==== SUPPLIED RECORDS ====
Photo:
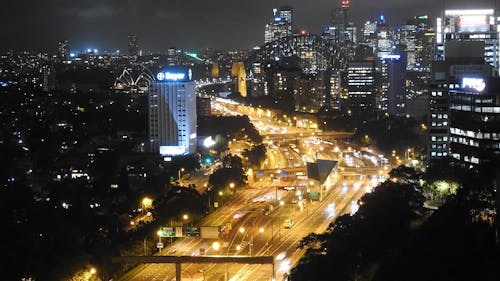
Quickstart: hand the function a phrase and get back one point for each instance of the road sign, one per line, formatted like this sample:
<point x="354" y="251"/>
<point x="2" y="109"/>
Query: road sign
<point x="166" y="232"/>
<point x="210" y="232"/>
<point x="192" y="231"/>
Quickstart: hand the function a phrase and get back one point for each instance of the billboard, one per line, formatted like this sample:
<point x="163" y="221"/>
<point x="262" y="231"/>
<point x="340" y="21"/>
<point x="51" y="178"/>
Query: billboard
<point x="172" y="150"/>
<point x="473" y="84"/>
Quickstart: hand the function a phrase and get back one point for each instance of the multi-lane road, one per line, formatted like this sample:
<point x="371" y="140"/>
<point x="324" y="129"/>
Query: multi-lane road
<point x="266" y="220"/>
====
-- EXERCISE DIRECTIONS --
Reproduce every line of the records above except the pictures, requests included. Offset each x and y coordinate in the points listed after each "Query:" line by -141, and leave the sample points in the requests unchanged.

-- ANSWER TO THE PROBLEM --
Photo:
Quickstart: hand the function a phrase and get back one point for each instance of the road sign, one per line, formatted like this sample:
<point x="354" y="251"/>
<point x="2" y="109"/>
Query: road sign
<point x="25" y="91"/>
<point x="69" y="91"/>
<point x="51" y="90"/>
Quickstart: hand the function a phrase and get back one point for each instance of the billboard, one per line, formatted like this sample:
<point x="163" y="221"/>
<point x="262" y="231"/>
<point x="340" y="21"/>
<point x="51" y="178"/>
Query: billboard
<point x="31" y="9"/>
<point x="332" y="-57"/>
Quickstart: hand the function a phrase and get back one point for each instance of the multi-lane road, one per line, formatted like this sample:
<point x="371" y="140"/>
<point x="324" y="129"/>
Query: multi-lane road
<point x="125" y="79"/>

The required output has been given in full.